_SOURCE TEXT_:
------

Warner’s brother, David Chiffin, learned that Warner was missing on Monday,
September 24th, when her ex-husband called and notified him that Warner had not
shown up to pick up their 11-year-old daughter, Hayley. (5 R.R. 34-35). Chiffin called
appellant in an attempt to locate Warner. (5 R.R. 35-36). Appellant told Chiffin that
he and Warner had been in an argument Saturday evening, and that she had left the
apartment sometime that night. (5 R.R. 37; 15 R.R. SX 5). Appellant said that
Warner did not take her car, and she left Cayden behind. (15 R.R SX 5).
On September 25, 2012, the police conducted a welfare check at appellant’s
apartment, but did not find anything unusual. (5 R.R. 133-34). The police filed a
missing persons report. (5 R.R. 135). On September 27, 2012, Officer Danny Do
with the Missing Persons Unit of the Houston Police Department called appellant. (5
R.R. 192). During their recorded telephone conversation, appellant told Officer Do
that he came home from work on Saturday evening, September 22nd, and got into a
fight with Warner. (15 R.R. SX 6). Appellant said Warner punched him in the face
and then went into her room and shut the door. Id. Appellant told Officer Do that
he went to her room later that evening to confront her, but Warner was gone. Id.
Appellant stated that Warner left her car, but took her purse, keys, and cell phone. Id.
Appellant also said that Warner was a drug user and had a history of leaving for
several days at a time. Id.
A few weeks before Warner’s disappearance, appellant submitted his
resignation from his job at SugarLandPC, where he worked as an IT technician. (6
R.R. 55, 60). Appellant told his employer that he was going to live with his parents in
Odessa, Texas to get away from Warner. (6 R.R. 60). Appellant subsequently
withdrew his resignation, but asked his employer if he could take off a week from
2
work beginning on Monday, September 24th, so that he could find childcare for
Cayden. (9 R.R. 167-68).
Appellant told Officer Do that he packed up Cayden, got in Warner’s car, and
drove from Houston to his parents’ home in Odessa that Saturday night. (15 R.R. SX
6). Appellant arrived in Odessa the following morning and told his parents that he
and Warner had been in a fight, and that she had left. (8 R.R. 96, 99). Appellant told
Officer Do that he drove back to Houston on Sunday to get the rest of his clothing.
(15 R.R. SX 6). On Monday morning, appellant went to work to turn in his
resignation, and then returned to Odessa. (6 R.R. 73; 9 R.R. 168; 15 R.R. SX 6).

------

_MATERIAL PROVIDED_:
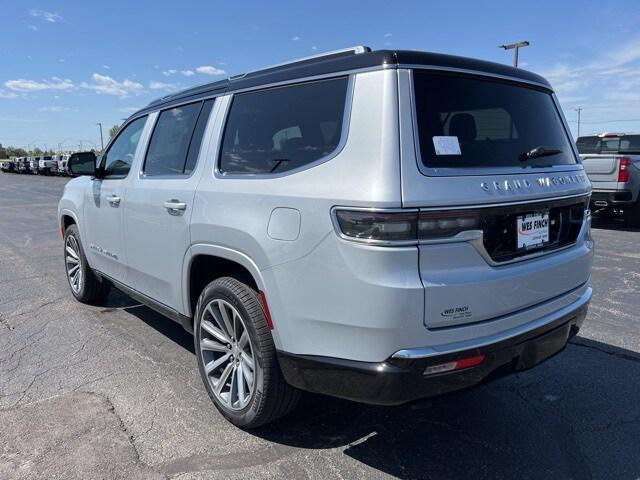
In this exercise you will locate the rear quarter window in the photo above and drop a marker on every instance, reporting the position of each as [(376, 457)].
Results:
[(283, 128)]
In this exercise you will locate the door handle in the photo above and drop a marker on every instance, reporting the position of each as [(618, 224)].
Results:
[(114, 200), (175, 206)]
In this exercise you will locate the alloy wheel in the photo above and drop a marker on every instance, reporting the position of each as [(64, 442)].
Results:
[(227, 354), (73, 263)]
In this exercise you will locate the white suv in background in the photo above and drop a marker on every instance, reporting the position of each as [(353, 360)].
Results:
[(377, 226)]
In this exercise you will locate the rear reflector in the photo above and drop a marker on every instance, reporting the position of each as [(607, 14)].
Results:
[(456, 365), (623, 170), (265, 309)]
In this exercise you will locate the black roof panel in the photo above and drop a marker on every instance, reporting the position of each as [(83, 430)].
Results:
[(340, 62)]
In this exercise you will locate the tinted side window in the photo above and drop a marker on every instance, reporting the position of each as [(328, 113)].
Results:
[(170, 140), (116, 162), (275, 130), (196, 140)]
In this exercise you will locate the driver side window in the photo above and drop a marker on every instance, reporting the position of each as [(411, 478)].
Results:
[(116, 162)]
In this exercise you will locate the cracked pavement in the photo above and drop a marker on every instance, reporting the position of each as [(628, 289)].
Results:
[(114, 392)]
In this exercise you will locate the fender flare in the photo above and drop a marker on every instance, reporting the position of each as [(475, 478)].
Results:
[(215, 251)]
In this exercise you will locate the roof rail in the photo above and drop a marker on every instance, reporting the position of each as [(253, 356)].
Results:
[(353, 50)]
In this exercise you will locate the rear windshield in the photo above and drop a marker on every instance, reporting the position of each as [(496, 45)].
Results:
[(593, 144), (471, 122)]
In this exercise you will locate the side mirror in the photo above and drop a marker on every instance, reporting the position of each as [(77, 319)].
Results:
[(83, 163)]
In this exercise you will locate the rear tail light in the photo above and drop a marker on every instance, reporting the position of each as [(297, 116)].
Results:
[(623, 169), (403, 226), (455, 365)]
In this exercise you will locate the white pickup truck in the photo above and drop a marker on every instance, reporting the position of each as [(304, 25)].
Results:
[(612, 163)]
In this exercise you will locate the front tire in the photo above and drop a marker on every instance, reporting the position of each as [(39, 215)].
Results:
[(236, 355), (84, 284)]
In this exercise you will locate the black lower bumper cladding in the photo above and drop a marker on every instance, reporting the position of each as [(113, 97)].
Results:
[(397, 381)]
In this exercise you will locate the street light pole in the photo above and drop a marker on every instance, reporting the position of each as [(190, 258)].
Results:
[(579, 110), (515, 46), (101, 140)]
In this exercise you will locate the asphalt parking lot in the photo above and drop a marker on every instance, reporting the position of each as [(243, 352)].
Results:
[(113, 391)]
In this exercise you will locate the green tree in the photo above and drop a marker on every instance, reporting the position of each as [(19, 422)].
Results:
[(113, 131)]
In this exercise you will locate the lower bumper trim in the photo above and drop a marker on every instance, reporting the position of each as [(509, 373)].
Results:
[(400, 380)]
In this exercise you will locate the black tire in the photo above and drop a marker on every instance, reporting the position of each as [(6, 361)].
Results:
[(272, 397), (90, 289), (632, 215)]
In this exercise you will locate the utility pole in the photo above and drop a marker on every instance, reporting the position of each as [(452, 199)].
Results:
[(101, 140), (579, 109), (515, 46)]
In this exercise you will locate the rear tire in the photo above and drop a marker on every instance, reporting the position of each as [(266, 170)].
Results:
[(85, 286), (232, 340), (632, 215)]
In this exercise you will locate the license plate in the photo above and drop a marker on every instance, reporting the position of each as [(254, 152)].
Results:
[(533, 230)]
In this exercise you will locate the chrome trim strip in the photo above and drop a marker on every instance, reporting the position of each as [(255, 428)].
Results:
[(481, 73), (358, 49), (428, 352)]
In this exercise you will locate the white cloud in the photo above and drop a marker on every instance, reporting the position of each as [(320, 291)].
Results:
[(23, 85), (153, 85), (55, 109), (209, 70), (128, 109), (50, 17), (104, 84), (5, 94)]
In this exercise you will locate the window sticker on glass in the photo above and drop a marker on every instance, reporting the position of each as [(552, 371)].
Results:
[(446, 145)]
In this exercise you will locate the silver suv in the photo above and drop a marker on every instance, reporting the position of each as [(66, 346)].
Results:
[(378, 226)]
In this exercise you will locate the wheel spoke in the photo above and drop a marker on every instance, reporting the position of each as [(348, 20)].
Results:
[(246, 358), (247, 373), (240, 385), (215, 332), (212, 346), (214, 364), (225, 318), (71, 252), (223, 378), (244, 338)]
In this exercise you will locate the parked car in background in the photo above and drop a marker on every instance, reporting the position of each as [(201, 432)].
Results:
[(62, 161), (258, 212), (23, 164), (612, 163), (34, 165), (6, 165), (45, 164), (54, 165)]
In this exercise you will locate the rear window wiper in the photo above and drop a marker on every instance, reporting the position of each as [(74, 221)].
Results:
[(538, 152), (279, 161)]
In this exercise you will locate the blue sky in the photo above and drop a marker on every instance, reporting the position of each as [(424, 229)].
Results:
[(66, 65)]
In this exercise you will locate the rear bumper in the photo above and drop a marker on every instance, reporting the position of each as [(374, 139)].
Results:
[(400, 379), (603, 199)]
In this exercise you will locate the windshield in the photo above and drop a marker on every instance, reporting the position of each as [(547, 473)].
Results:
[(594, 144), (472, 122)]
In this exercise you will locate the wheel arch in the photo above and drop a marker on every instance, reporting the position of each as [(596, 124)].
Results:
[(204, 263)]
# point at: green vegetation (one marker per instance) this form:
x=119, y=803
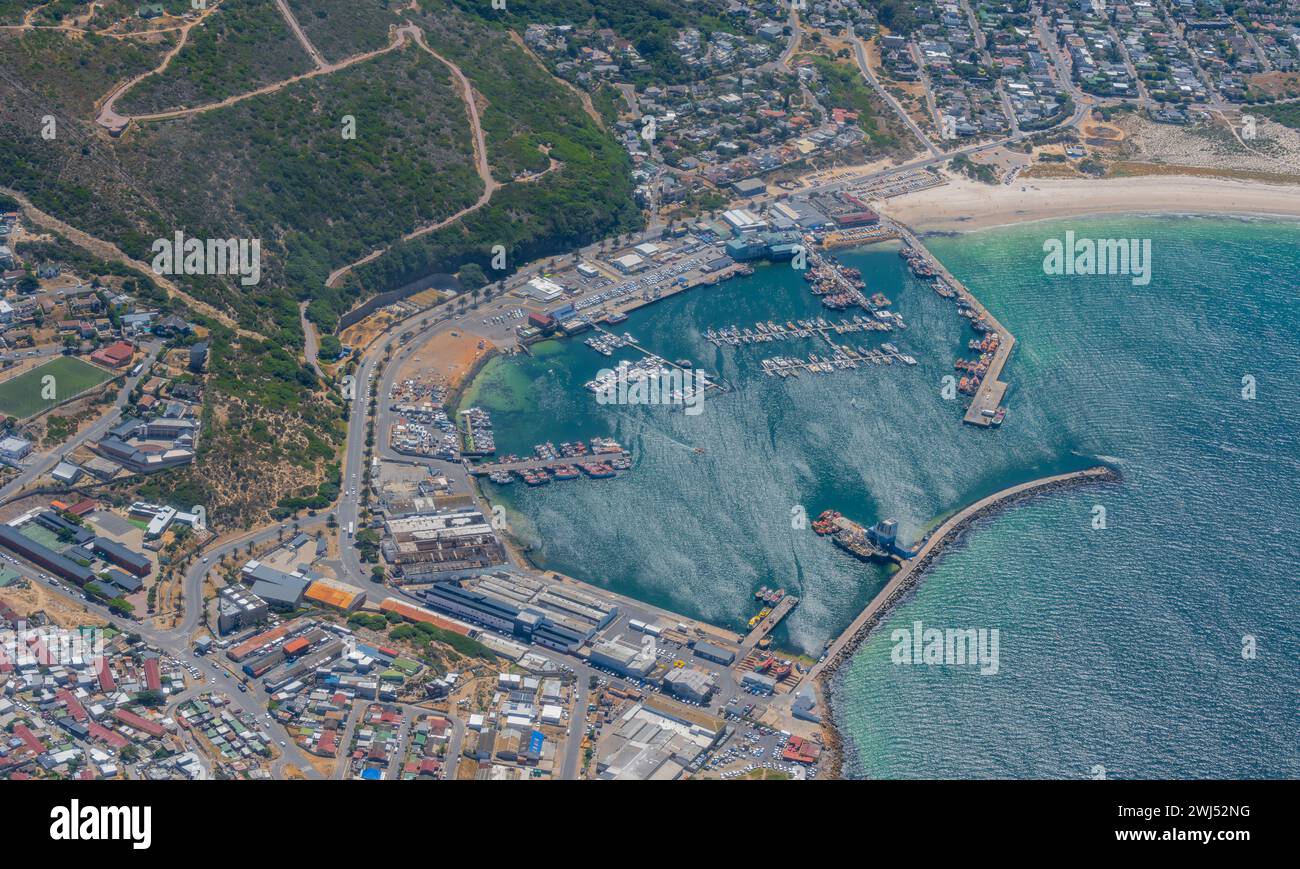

------

_OBJECTIVES_:
1) Using the account of Warner's disappearance, answer the following:
(a) Who informed David Chiffin that Warner had not picked up her daughter?
(b) In what position did appellant work at SugarLandPC?
(c) On what date did the police conduct a welfare check at appellant's apartment?
2) For each statement, indicate whether it agrees with the account of Warner's disappearance, supporting your answer with the deciding words from that account:
(a) Appellant told Officer Do that Warner took her purse, keys, and cell phone.
(b) The police found something unusual during their welfare check at appellant's apartment.
(c) Appellant's parents lived in Dallas.
3) Write the next part of the account of Warner's disappearance, picking up after its final sentence.
The records were drawn from a separate source.

_ANSWERS IN ORDER_:
1)
(a) Warner's ex-husband.
(b) IT technician.
(c) September 25, 2012.

2)
(a) Yes: "Appellant stated that Warner left her car, but took her purse, keys, and cell phone."
(b) No: "but did not find anything unusual"
(c) No: "his parents in Odessa, Texas"

3)
Appellant also said that he left behind a note for Warner. (15 R.R. SX 6). The police
found a note on a mirror in appellant’s apartment which stated:
Michelle,
Cayden and I are gone, you can have the apartment all to yourself. I am
taking the car. Since you can’t pay it, and I now owe my dad $3K b/c of
you, get it refinanced through your rich daddy and get my name off of
it. You are welcome to see Cayden, but since you are on a drug-filled
weekend I guess you [won’t call] since Grandma called and said you
turned your phone off. I will get you drug tested this time! Bitch!
The Asshole
(6 R.R. 111-13; 15 R.R. 220).
The police also recovered surveillance footage of the parking lot in front of
appellant’s apartment from the weekend of September 22nd through September 24th.
(7 R.R. 22). The video shows appellant pulling into the parking lot in his truck at 6:48
3
Saturday evening. (7 R.R. 23). Appellant entered the apartment at 6:57 p.m. (7 R.R.
23). At 8:44 p.m., appellant walks out of the apartment to the parking lot, and backs
Warner’s car into a spot underneath the carport. (7 R.R. 25-25). Appellant proceeded
to make several trips back and forth from the apartment to the car, and eventually left
in Warner’s car at 9:28 on Saturday night. (7 R.R. 25; 15 R.R. SX 149). Appellant
returned to the apartment complex on Monday, September 24th. (7 R.R. 26). At 3:21
a.m., appellant dragged a large container to the car. (7 R.R. 26-27). At 5:41 a.m.,
appellant made multiple trips to the car before leaving around 6:00 a.m. (7 R.R. 29-
30).
In addition, the police recovered evidence from a dumpster in the alley behind
appellant’s parent’s home in Odessa. Inside the dumpster, police found a Pampers
box containing various items, including women’s clothing, appellant’s business cards,
shredded pieces of a credit card which belonged to Warner, a pair of women’s
sunglasses, a pink handbag, feminine hygiene products, and a wad of black tape. (7
R.R. 83-93). The police also found legal documents bearing Warner’s name in a black
plastic container inside the Castellano’s home in the bedroom where appellant was
staying. (8 R.R. 30-31). A portable closet was also removed from appellant’s
bedroom which contained a white purse, a set of keys labeled “Michelle,”
miscellaneous cards bearing Warner’s name, Warner’s student ID card, and a credit
card in Warner’s name. (8 R.R. 31-32).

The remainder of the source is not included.